Work instruction
As soon as the line containing "For each instance of the bract" appears in the material below, start returning lines exactly, and end with the line containing "For each instance of the green".

Available data
============================================================

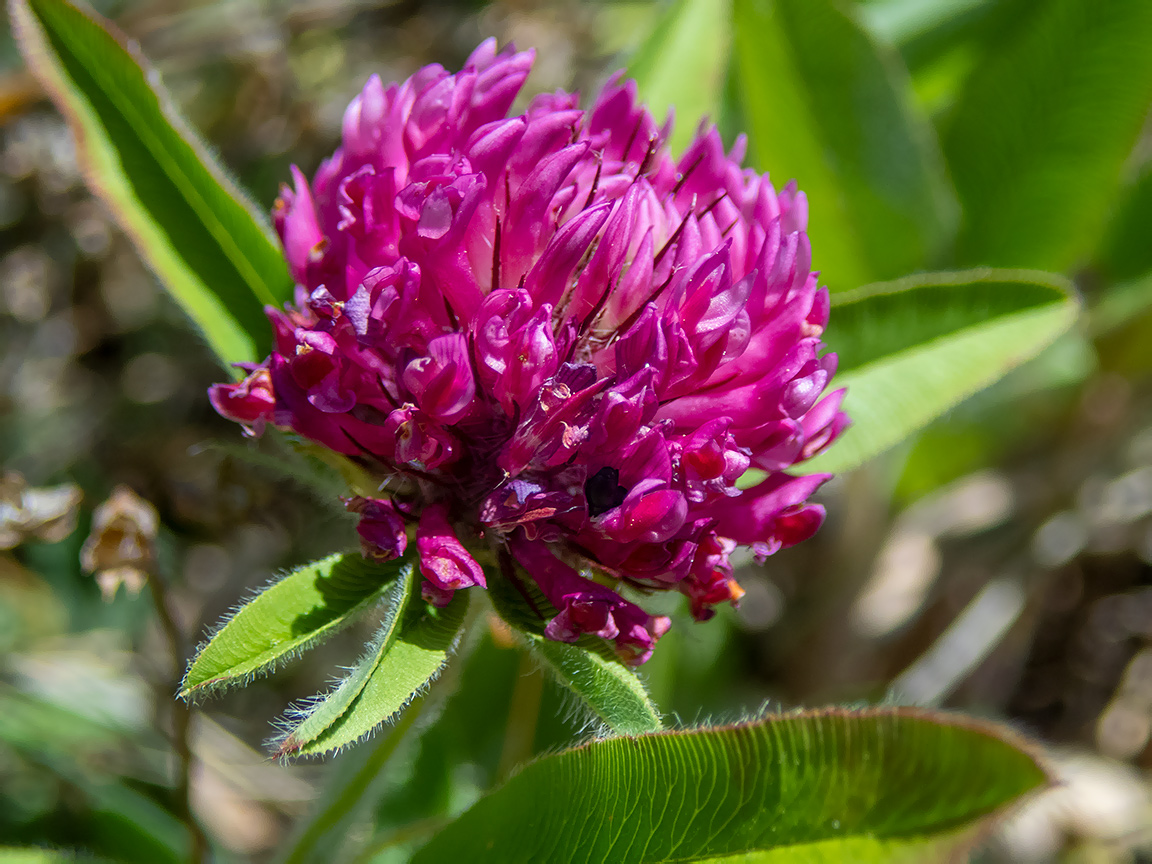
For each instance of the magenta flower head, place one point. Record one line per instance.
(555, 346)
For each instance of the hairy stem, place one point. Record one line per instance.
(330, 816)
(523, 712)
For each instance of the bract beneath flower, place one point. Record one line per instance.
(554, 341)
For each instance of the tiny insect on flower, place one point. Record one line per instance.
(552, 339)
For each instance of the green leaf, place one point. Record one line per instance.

============================================================

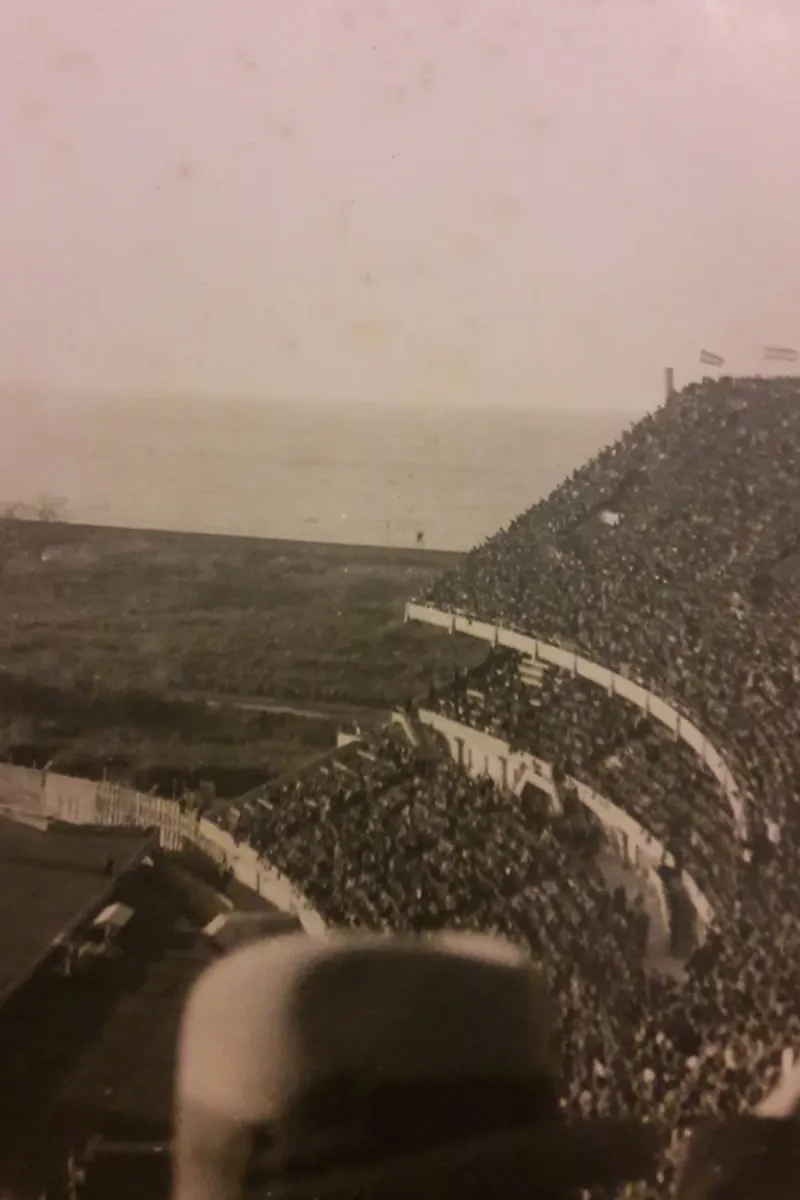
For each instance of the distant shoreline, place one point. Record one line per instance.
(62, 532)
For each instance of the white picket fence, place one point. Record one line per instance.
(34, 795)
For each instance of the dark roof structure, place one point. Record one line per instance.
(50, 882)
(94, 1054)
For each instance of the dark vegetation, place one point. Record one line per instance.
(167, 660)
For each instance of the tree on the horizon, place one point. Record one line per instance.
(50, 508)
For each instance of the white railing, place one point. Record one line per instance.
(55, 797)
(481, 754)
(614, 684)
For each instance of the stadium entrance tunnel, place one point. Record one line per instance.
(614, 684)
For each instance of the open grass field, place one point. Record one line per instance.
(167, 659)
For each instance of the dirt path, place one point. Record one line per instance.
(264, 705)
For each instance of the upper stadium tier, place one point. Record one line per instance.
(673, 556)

============================================================

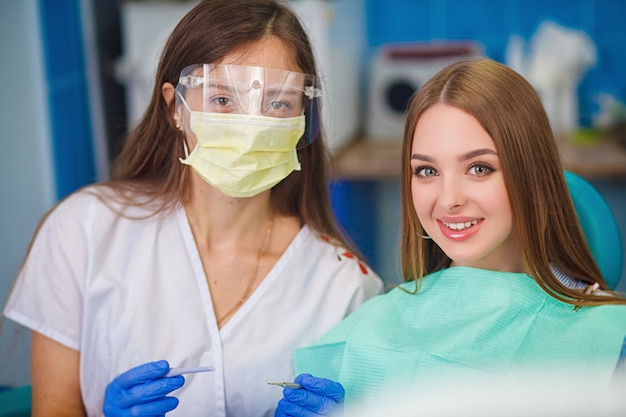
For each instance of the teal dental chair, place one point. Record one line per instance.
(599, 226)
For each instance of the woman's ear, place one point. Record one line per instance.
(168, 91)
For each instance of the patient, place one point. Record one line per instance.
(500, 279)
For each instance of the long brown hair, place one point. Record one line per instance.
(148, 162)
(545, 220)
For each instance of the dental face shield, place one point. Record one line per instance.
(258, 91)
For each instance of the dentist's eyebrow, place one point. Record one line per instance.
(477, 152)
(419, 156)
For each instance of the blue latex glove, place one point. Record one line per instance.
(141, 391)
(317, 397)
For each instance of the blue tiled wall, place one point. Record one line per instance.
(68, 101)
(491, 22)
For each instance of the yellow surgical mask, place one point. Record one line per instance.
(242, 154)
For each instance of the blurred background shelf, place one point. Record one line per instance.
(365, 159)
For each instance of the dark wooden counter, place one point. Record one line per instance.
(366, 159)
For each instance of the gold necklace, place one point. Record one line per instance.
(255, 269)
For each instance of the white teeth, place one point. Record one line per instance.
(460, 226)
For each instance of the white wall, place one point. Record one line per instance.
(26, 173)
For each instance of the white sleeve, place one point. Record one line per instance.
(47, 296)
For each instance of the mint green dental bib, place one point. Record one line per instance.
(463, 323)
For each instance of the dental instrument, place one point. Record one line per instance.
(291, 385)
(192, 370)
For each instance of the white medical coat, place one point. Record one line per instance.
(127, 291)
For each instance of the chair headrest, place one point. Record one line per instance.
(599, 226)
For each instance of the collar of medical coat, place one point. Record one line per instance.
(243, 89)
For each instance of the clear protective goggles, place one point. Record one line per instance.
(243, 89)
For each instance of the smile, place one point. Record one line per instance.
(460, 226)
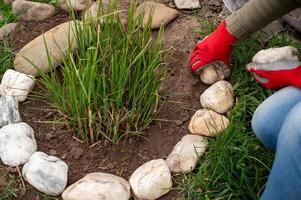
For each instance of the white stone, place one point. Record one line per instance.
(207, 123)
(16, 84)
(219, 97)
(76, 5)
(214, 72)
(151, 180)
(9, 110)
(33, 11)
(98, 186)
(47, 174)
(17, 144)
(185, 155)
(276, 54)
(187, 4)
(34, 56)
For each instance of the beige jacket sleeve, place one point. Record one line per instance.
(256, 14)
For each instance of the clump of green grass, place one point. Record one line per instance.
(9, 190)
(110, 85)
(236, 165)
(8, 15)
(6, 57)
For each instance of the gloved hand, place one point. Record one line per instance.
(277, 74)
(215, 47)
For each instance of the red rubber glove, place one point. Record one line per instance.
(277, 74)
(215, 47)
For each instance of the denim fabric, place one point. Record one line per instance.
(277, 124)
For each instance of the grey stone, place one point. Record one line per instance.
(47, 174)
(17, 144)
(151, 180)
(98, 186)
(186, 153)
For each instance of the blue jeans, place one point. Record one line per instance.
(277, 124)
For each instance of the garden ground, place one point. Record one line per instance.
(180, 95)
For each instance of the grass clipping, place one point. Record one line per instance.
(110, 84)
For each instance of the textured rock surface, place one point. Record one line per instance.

============================================================

Response to the task
For each instance of the bract beneath flower, place one point. Record one line per instance.
(554, 341)
For each instance of the tiny insect on flower, place one point. Record one line per instance.
(552, 339)
For each instance of the green leaf, place one point. Record one line per instance.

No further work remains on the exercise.